(Da svolgere)
A - Trascrivi dal reportage sui bambini di strada in Egitto il passo che va da "La dottoressa Abla El Badry, direttrice dell’Hope" fino a "verso la strada." compreso.
B - Riprendi il reportage sui bambini di strada in Egitto e proseguilo a partire dall'ultima frase riportata.

Bambini da marciapiede
Reportage Gli "street children" in Egitto sono un fenomeno che sta crescendo in maniera esponenziale, una piaga sociale che va affrontata da tutta la comunità. Parla la dottoressa Abla El Badry, direttrice dell'Hope Village
Reportage Gli "street children" in Egitto sono un fenomeno che sta crescendo in maniera esponenziale, una piaga sociale che va affrontata da tutta la comunità. Parla la dottoressa Abla El Badry, direttrice dell'Hope Village
Un bussare improvviso, sul finestrino, poi due mani minuscole si appiccicano al vetro e il visino dolce, sorridente e melanconico di una bambina di 5 anni chiede un lira egiziana o vende un pacchetto di fazzolettini per la stessa cifra. È una Street Children, una dei bambini di strada, che prima della rivoluzione annoveravano a circa 1,5 mln (stime Unicef http://www.unicef.org/infobycountry/egypt_statistics.html) e che oggi, dopo la crisi economica, sono aumentati vertiginosamente. Gli SC si incrociano nei quartieri residenziali de Il Cairo ed Alessandria, a Tahrir e all’uscita delle fermate della metro, dove vendono fazzoletti di carta o mazzi di fiori.
La storia di Mosen e delle sue figlie Rania, di 14 anni, e Dina, di 12, è emblematica. Dormono e vivono in strada. Mosen è sempre seduto sul marciapiede di Zamelk (Il Cairo), sempre nello stesso posto, sopra il suo letto di stracci e coperte consunte dove dorme la notte, legge il giornale divorando le notizie come se gli potessero cambiare la vita. È magro, indossa un collare da ospedale e gli stessi abiti consunti tutti i giorni. Le figlie zigzagano tra le macchine chiedendo l’elemosina. Mosen ha perso il lavoro e la casa nel 2007, la sua bancarella di sigarette fu espropriata dalla polizia per far posto a una multinazionale nella stazione dei treni di Ramsis. Lo stesso anno si è separato dalla moglie di cui non sa più nulla, se non che vive nella baraccopoli di El Munib. Lo stesso degli altri cinque figli: la maggiore è scappata di casa nel Ramadan del 2009 a 12 anni per non fare più ritorno.
La dottoressa Abla El Badry, direttrice dell’Hope Village, una Ong egiziana che collabora ufficialmente con l’Unicef dal 2003, analizza il problema: «Oggi si possono vedere intere Street Families! La crisi economica ha portato sul marciapiede migliaia e migliaia di famiglie che non riescono più a sfamare i propri figli e a pagare l’affitto di casa». La povertà, che nella terra del Nilo si aggira intorno al 45% (Mahassen Mostafa Hassanin, Egypt: A Poverty Profile. The Copenhagen Paper N. 2.) e l’estrazione sociale, con alte punte di analfabetismo, come le violenze domestiche e gli abusi sessuali dei parenti sono le cause della fuga verso la strada.

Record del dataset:
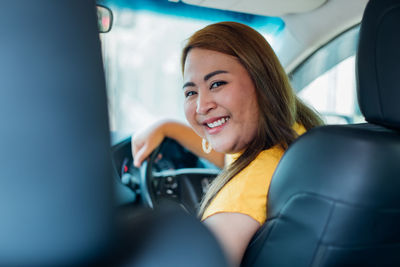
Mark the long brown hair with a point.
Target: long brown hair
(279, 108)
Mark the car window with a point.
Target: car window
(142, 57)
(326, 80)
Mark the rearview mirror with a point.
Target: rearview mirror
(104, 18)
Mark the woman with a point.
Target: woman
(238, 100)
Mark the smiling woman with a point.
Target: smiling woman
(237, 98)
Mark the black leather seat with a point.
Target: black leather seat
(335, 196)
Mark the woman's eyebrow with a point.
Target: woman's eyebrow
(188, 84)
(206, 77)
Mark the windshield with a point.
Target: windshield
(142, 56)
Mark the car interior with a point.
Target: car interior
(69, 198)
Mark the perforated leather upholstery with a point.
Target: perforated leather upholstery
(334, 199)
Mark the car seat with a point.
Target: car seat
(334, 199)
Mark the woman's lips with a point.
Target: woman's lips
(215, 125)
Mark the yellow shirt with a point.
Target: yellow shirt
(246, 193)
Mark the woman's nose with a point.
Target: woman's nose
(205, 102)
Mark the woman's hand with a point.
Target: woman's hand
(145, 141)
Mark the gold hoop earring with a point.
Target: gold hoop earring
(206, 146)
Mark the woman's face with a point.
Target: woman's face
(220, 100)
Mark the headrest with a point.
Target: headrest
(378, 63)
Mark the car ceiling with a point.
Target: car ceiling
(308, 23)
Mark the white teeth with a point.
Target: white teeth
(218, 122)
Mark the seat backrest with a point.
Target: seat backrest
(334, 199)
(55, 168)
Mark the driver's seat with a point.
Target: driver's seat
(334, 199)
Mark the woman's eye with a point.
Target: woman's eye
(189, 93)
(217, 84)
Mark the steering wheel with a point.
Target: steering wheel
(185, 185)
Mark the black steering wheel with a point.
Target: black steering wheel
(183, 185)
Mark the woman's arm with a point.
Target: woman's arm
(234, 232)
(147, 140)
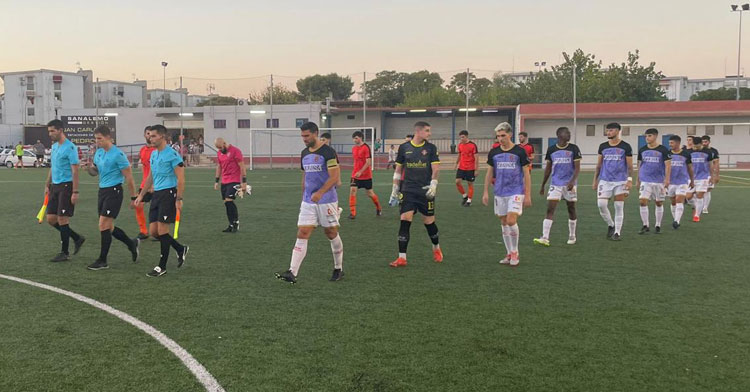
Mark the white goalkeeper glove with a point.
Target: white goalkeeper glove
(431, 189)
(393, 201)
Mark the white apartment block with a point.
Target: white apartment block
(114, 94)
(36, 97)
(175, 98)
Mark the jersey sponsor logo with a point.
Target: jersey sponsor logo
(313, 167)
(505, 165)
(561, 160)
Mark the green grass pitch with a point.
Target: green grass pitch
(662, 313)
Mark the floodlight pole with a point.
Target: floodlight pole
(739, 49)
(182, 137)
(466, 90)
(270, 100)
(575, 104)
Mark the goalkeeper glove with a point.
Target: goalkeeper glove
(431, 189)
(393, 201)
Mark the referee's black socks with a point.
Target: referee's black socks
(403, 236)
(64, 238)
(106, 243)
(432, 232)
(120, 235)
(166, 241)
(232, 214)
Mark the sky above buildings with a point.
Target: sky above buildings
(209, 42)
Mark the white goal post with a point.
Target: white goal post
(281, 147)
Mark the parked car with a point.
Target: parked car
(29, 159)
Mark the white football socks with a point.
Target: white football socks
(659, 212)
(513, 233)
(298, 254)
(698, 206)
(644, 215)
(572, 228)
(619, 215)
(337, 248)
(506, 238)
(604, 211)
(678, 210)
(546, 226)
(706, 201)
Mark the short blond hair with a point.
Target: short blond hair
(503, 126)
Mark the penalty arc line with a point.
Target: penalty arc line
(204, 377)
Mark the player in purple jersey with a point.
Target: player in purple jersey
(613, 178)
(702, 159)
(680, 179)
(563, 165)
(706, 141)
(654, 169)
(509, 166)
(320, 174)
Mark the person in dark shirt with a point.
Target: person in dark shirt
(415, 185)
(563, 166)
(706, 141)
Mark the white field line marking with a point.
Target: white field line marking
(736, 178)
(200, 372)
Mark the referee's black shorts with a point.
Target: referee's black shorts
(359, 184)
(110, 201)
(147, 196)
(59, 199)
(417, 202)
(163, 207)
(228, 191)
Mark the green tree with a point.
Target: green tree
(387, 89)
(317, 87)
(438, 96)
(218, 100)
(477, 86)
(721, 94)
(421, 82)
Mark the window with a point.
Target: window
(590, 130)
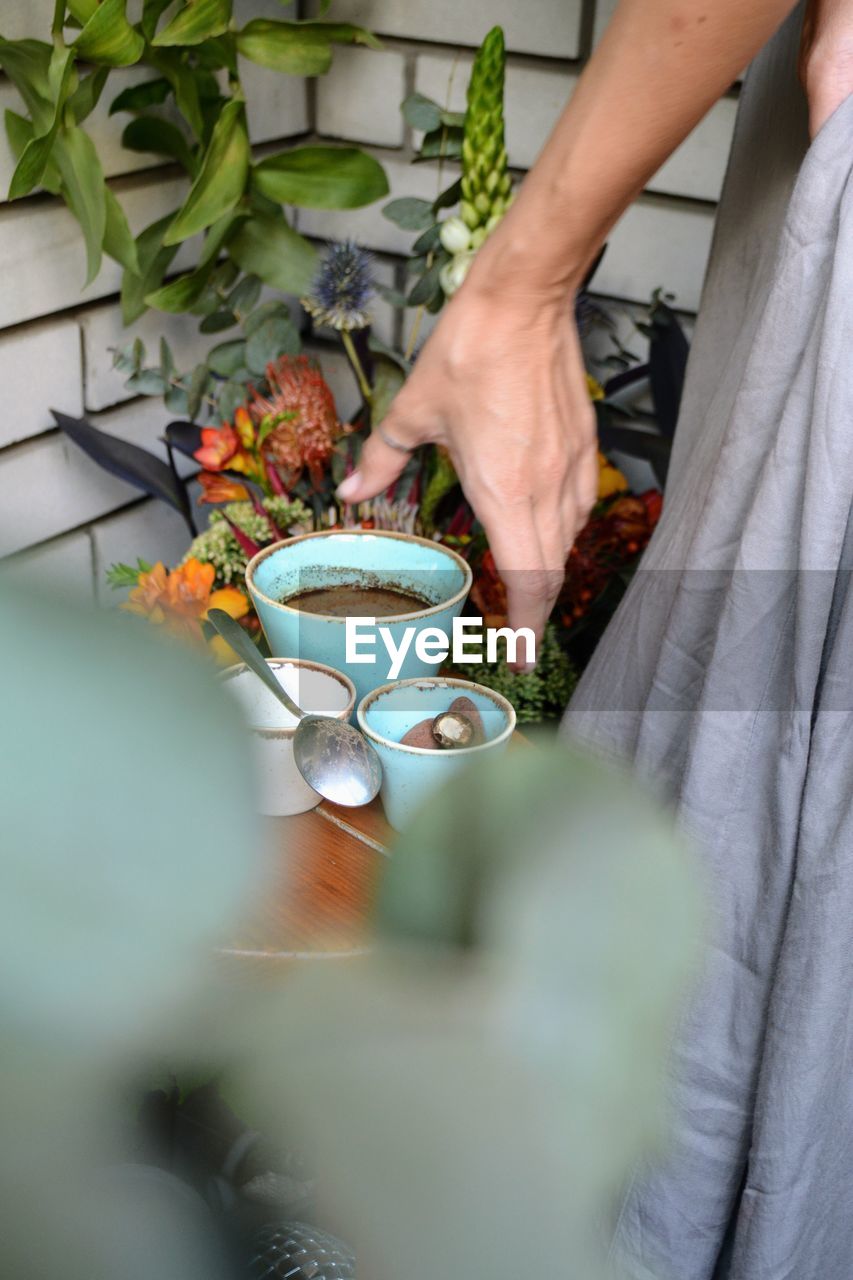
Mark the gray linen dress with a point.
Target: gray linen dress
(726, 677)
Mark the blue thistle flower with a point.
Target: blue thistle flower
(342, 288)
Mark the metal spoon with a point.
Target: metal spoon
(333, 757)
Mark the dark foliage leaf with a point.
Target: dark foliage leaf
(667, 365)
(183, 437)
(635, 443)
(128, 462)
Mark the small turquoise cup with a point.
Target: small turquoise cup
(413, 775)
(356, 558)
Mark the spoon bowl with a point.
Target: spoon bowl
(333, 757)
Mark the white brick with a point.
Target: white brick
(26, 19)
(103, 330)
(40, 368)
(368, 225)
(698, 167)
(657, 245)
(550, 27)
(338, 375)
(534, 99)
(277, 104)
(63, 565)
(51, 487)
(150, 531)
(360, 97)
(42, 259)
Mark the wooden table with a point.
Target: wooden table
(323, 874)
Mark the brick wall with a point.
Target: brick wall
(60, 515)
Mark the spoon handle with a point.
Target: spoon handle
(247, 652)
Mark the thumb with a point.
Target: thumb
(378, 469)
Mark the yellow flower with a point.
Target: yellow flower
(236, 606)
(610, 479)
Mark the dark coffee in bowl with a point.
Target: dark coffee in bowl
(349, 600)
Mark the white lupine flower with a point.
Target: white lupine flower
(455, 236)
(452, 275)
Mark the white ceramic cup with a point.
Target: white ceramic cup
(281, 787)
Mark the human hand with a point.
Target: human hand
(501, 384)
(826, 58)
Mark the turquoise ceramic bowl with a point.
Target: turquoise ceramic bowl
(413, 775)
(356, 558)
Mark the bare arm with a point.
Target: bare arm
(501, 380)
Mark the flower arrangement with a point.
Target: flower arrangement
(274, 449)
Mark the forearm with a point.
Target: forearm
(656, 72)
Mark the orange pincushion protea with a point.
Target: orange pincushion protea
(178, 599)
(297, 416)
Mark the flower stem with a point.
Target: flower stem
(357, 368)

--

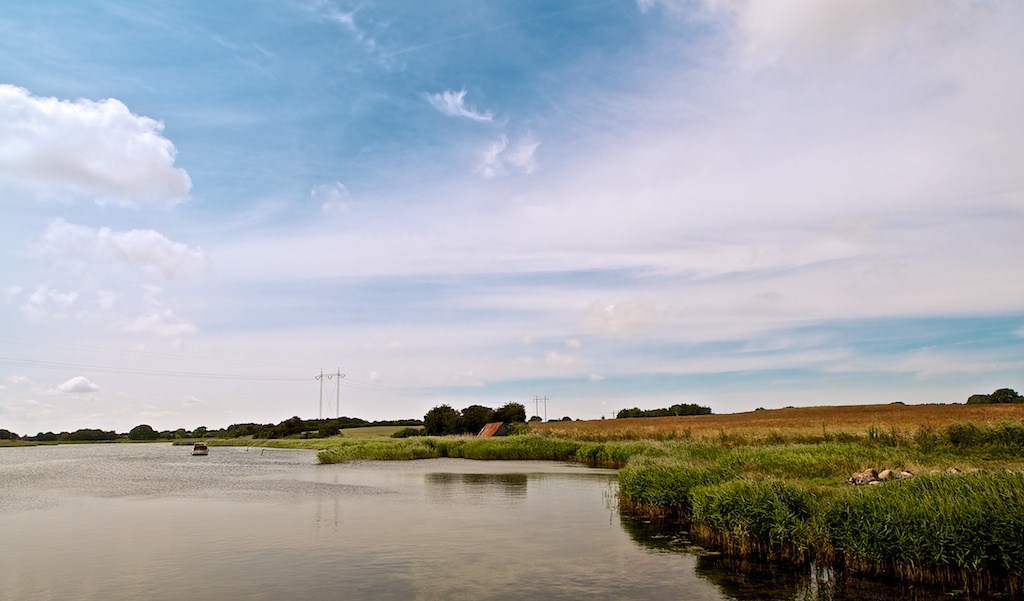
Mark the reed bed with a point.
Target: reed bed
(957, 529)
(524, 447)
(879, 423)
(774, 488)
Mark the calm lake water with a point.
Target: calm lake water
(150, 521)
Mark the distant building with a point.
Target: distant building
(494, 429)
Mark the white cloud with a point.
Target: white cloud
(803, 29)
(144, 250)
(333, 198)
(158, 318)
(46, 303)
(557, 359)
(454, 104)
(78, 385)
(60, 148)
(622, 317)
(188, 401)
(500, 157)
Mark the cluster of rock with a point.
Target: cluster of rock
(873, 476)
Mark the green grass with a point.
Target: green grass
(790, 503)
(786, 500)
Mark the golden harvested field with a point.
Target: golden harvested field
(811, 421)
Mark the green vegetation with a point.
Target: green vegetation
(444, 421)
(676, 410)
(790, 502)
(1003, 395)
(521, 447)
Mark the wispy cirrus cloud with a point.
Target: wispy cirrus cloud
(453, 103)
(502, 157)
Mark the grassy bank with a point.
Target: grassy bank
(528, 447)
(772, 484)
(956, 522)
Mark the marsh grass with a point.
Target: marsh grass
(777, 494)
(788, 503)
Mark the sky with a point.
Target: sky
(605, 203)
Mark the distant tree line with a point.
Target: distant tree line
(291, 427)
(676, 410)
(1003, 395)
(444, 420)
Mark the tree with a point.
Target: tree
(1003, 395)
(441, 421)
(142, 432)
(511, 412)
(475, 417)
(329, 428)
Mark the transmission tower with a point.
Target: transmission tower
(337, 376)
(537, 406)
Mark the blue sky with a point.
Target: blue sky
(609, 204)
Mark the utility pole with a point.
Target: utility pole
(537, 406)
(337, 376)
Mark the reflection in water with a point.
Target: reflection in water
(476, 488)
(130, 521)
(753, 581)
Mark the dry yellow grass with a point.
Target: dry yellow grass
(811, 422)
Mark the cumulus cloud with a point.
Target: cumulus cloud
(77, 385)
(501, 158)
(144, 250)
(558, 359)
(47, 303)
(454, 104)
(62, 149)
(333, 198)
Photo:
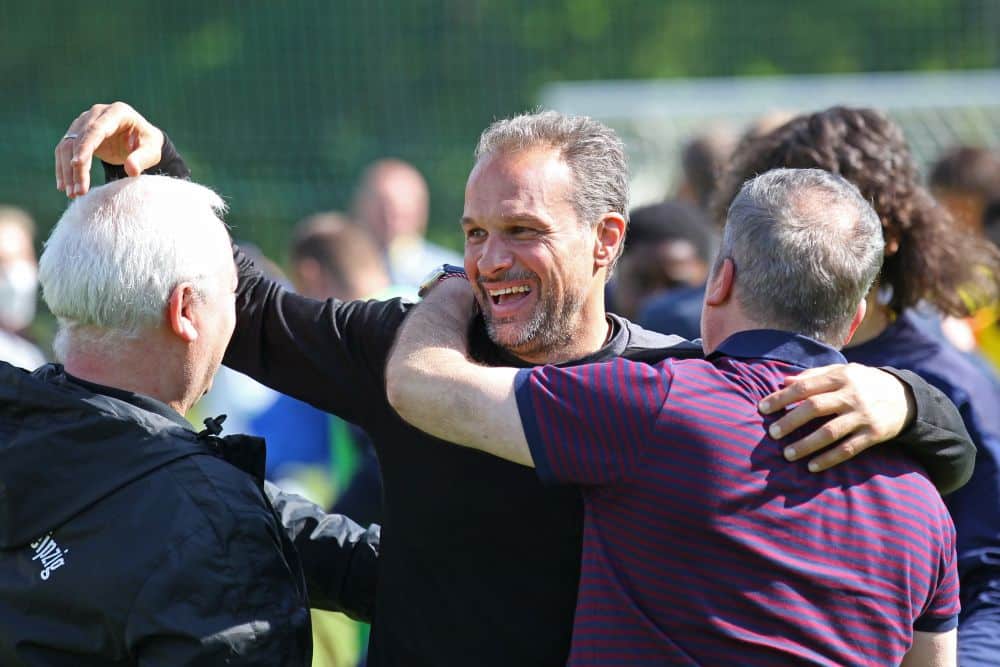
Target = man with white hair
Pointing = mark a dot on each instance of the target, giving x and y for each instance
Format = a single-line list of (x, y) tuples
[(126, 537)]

==

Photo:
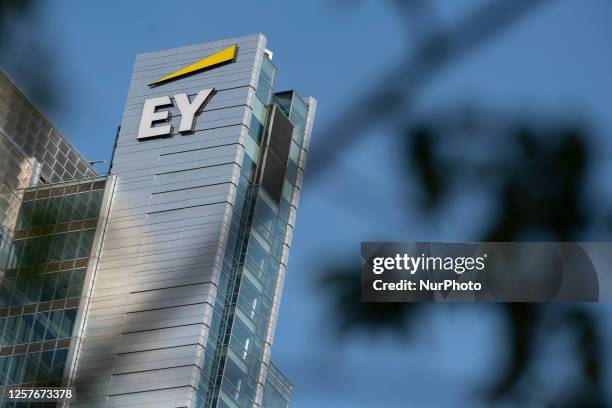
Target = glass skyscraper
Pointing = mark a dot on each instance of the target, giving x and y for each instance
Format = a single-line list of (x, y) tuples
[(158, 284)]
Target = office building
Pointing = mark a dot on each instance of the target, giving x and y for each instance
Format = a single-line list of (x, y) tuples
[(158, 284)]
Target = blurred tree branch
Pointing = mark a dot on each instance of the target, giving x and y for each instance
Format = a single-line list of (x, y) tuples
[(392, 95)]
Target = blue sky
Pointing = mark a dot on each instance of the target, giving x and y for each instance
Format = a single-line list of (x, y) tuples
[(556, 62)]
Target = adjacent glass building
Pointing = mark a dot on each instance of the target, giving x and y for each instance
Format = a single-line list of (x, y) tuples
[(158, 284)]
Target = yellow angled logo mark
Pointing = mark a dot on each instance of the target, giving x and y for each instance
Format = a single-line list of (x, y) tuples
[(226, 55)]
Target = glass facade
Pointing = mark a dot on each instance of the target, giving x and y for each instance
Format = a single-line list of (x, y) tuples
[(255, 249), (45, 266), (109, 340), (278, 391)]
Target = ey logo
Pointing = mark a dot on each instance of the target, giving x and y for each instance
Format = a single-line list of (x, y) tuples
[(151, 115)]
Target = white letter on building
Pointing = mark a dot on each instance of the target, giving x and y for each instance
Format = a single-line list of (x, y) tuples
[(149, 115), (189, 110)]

(Risposte numerate)
A -
La dottoressa Abla El Badry, direttrice dell’Hope Village, una Ong egiziana che collabora ufficialmente con l’Unicef dal 2003, analizza il problema: «Oggi si possono vedere intere Street Families! La crisi economica ha portato sul marciapiede migliaia e migliaia di famiglie che non riescono più a sfamare i propri figli e a pagare l’affitto di casa». La povertà, che nella terra del Nilo si aggira intorno al 45% (Mahassen Mostafa Hassanin, Egypt: A Poverty Profile. The Copenhagen Paper N. 2.) e l’estrazione sociale, con alte punte di analfabetismo, come le violenze domestiche e gli abusi sessuali dei parenti sono le cause della fuga verso la strada.

B -
Gli SC non vivono soli, ma in branco. Tra i membri si creano legami di lealtà che superano il concetto stesso di amicizia. Le regole della strada sono spietate e a nessuno è permesso infrangerle, chi vive da solo viene obbligato a unirsi al gruppo, se si rifiuta può rischiare di essere linciato.
Le relazioni che si instaurano tra i membri sono profonde, il branco sostituisce gli affetti della famiglia d’origine, il legame è così forte che un membro può sacrificare anche la propria vita per il bene degli altri.
Ma ciò non li protegge dai rischi di malnutrizione, da avvelenamento da cibi tossici o da inquinamento, da tubercolosi, colera, anemia. Sono condannati a una vita senza futuro e senza prospettive se non quella di divenire rivenditori abusivi o manovalanza delle mafie di quartiere.
Dagli anni ’90 la situazione non è cambiata di molto, e le fila degli SC sono andate ingrossandosi di pari passo con l’aumento demografico. «Le politiche sociali in Egitto non aiutano, non sostengono economicamente le famiglie. Se si ottengono dei risultati con 100 bambini, ce ne saranno altri 2000 che nel frattempo si riversano in strada», afferma la dott.ssa Abla.
Negli ultimi 25 anni la società è stata sensibilizzata, i bambini non vengono visti solo come dei reietti, ma come individui da aiutare, sebbene, dopo la rivoluzione le cose siano peggiorate.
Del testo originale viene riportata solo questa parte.